> _EXERCISE GOAL_
Repeat the material below word for word, from start to finish, but leave out the images.

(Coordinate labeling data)
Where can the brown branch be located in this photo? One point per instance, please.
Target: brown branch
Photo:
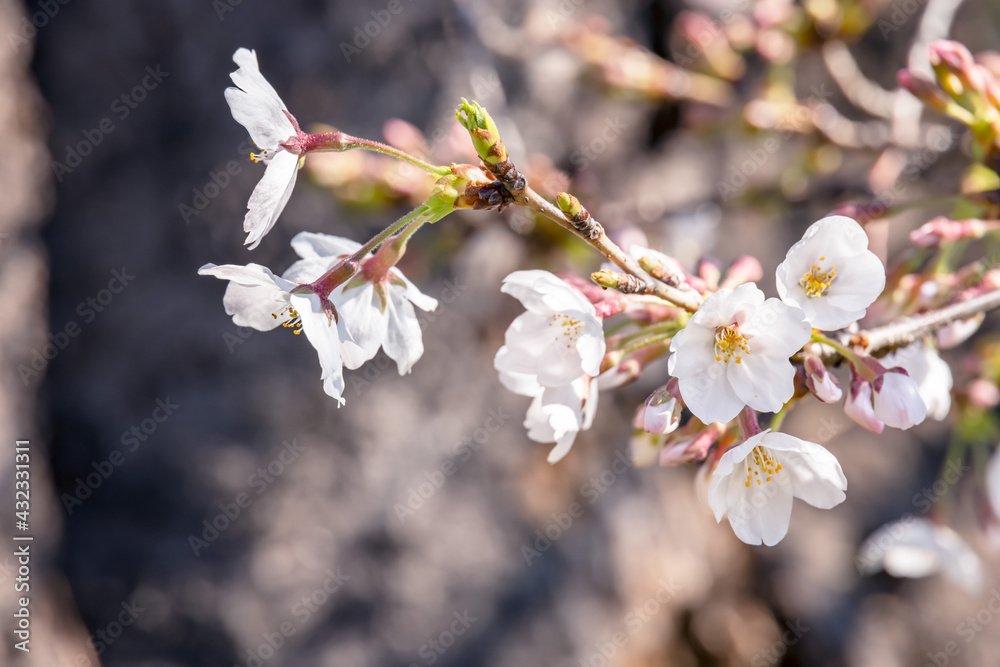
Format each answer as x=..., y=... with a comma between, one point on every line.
x=594, y=235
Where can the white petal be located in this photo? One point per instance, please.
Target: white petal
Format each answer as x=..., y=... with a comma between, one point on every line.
x=325, y=337
x=525, y=384
x=728, y=306
x=254, y=297
x=777, y=329
x=759, y=514
x=763, y=382
x=692, y=351
x=816, y=475
x=415, y=296
x=361, y=312
x=898, y=404
x=256, y=105
x=403, y=340
x=710, y=396
x=310, y=244
x=270, y=196
x=541, y=291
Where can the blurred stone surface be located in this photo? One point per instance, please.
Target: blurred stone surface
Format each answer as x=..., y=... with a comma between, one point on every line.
x=326, y=550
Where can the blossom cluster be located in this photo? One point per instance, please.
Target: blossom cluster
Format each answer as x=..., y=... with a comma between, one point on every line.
x=731, y=353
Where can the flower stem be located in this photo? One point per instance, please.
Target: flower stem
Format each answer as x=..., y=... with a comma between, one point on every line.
x=748, y=422
x=841, y=349
x=646, y=341
x=690, y=300
x=345, y=269
x=339, y=141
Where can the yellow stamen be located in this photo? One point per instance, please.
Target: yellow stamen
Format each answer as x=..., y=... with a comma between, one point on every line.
x=729, y=342
x=763, y=460
x=816, y=282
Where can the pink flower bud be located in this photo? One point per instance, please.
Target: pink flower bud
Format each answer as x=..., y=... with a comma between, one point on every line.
x=858, y=405
x=983, y=393
x=897, y=400
x=821, y=382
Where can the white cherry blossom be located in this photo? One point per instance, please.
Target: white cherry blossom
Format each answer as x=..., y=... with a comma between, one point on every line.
x=377, y=306
x=258, y=299
x=931, y=373
x=755, y=482
x=557, y=414
x=553, y=354
x=734, y=351
x=918, y=547
x=256, y=106
x=831, y=274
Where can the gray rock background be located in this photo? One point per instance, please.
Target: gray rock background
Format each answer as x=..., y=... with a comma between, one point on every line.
x=644, y=563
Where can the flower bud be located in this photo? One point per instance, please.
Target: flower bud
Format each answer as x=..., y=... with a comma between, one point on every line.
x=858, y=405
x=483, y=131
x=821, y=381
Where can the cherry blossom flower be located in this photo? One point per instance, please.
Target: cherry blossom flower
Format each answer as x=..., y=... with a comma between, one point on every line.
x=375, y=309
x=831, y=274
x=755, y=482
x=918, y=547
x=558, y=414
x=895, y=401
x=931, y=373
x=256, y=106
x=552, y=353
x=734, y=351
x=377, y=304
x=258, y=299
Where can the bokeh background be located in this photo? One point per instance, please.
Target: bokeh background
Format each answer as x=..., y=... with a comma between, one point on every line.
x=641, y=575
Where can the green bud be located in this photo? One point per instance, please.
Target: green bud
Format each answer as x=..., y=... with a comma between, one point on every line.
x=483, y=131
x=569, y=204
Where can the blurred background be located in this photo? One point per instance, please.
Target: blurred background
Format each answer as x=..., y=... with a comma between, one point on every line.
x=198, y=500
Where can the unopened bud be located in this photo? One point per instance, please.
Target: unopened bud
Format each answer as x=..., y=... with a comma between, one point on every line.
x=483, y=131
x=709, y=271
x=569, y=204
x=821, y=382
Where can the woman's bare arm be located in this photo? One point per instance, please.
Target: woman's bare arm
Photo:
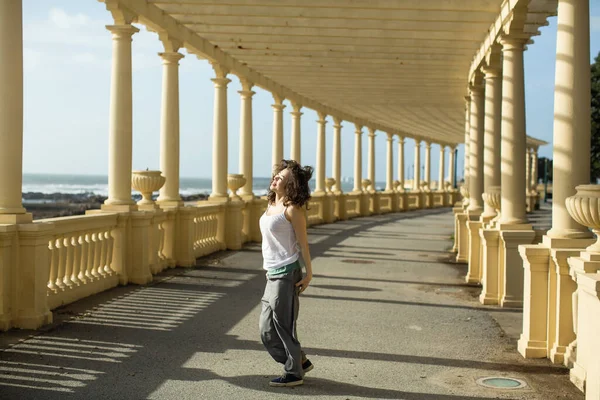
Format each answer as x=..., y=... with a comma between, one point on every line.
x=298, y=220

> _RESPONSE_
Where can the brown branch be located in this photo? One point per instance, please.
Target: brown branch
Photo:
Format each answer as x=..., y=... with a comma between, one point on every line.
x=594, y=235
Where can the white petal be located in this photo? One point per instance, please.
Target: white petal
Format each answer as x=..., y=... with a comma between, one point on every line.
x=325, y=337
x=525, y=384
x=728, y=306
x=254, y=297
x=777, y=329
x=759, y=514
x=763, y=382
x=692, y=351
x=816, y=475
x=415, y=296
x=361, y=312
x=898, y=404
x=256, y=105
x=403, y=340
x=710, y=396
x=310, y=244
x=270, y=196
x=541, y=291
Where can the blurred stone surface be located in this photo? One point per instance, please.
Target: blurred stone surface
Format each answer as x=..., y=... with a comma between, one point on every line.
x=326, y=550
Where can the blossom cluster be located in this photo? One point per instance, please.
Target: blossom cluster
Format each answer as x=..., y=... with a comma between, one point on every line.
x=731, y=353
Where can the flower stem be located in this photo? One point per instance, please.
Target: flower stem
Format each answer as x=..., y=... with a comma between, one point on every line.
x=748, y=422
x=841, y=349
x=646, y=341
x=690, y=300
x=345, y=269
x=339, y=141
Where can the yellow stamen be located in this photo? One point per instance, please.
Target: yellow stamen
Format each answer as x=..., y=... with a comma between, one point on every line.
x=729, y=342
x=763, y=460
x=816, y=282
Where can the pink flower bud be located in this photo? One point per instance, please.
Target: pink flower bud
Format each answer as x=..., y=... with a comma between, one point on every line.
x=858, y=405
x=983, y=393
x=897, y=400
x=821, y=382
Where can the white cherry blossom be located in this photo? One point per instance, please.
Target: white cherry blossom
Format each answer as x=..., y=... with a comma between, one point on every line.
x=377, y=306
x=258, y=299
x=931, y=373
x=755, y=482
x=557, y=414
x=553, y=354
x=734, y=351
x=918, y=547
x=256, y=106
x=831, y=274
Where can the gray rock background be located in this photo? One point per instance, please.
Target: gray rock background
Format each answer as x=..., y=... with a comma between, one point on every line.
x=644, y=563
Where can the flower bud be located in this photo? One point per instance, please.
Target: flower bud
Format each answer as x=..., y=... with a comma between, one point on every line.
x=858, y=405
x=483, y=131
x=821, y=381
Where can the cherry blossom flower be located in this photo? One point per instance, please.
Target: cherry blossom flower
Format each answer as x=..., y=... with a comma between, one point on every line.
x=375, y=309
x=831, y=274
x=755, y=482
x=918, y=547
x=558, y=414
x=895, y=401
x=931, y=373
x=256, y=106
x=552, y=353
x=734, y=351
x=377, y=304
x=258, y=299
Where can the bokeh background be located in this photo? One point per instance, please.
Target: bokeh background
Format each answer as x=..., y=... with a comma between, one point on every line.
x=641, y=575
Where can the green bud be located in this photo? One point per instance, please.
Target: green bud
Format each answer as x=..., y=... with a comma between, one point on every line.
x=483, y=131
x=569, y=204
Where can the blurred background be located in this photo? One point per instance, please.
Target: blurred background
Format each answer as x=..., y=... with a comma between, one point on every line.
x=198, y=500
Where can the unopened bud be located in this photo? One point per instance, please.
Target: unopened bud
Format each answer as x=..., y=... with a comma between, one point on every line.
x=483, y=131
x=709, y=271
x=569, y=204
x=821, y=382
Where can the woman's bare arm be located in this photo? One point per instance, please.
Target: woman's bare arm
Photo:
Format each answer as x=..., y=... with a comma between, one point on every line.
x=298, y=220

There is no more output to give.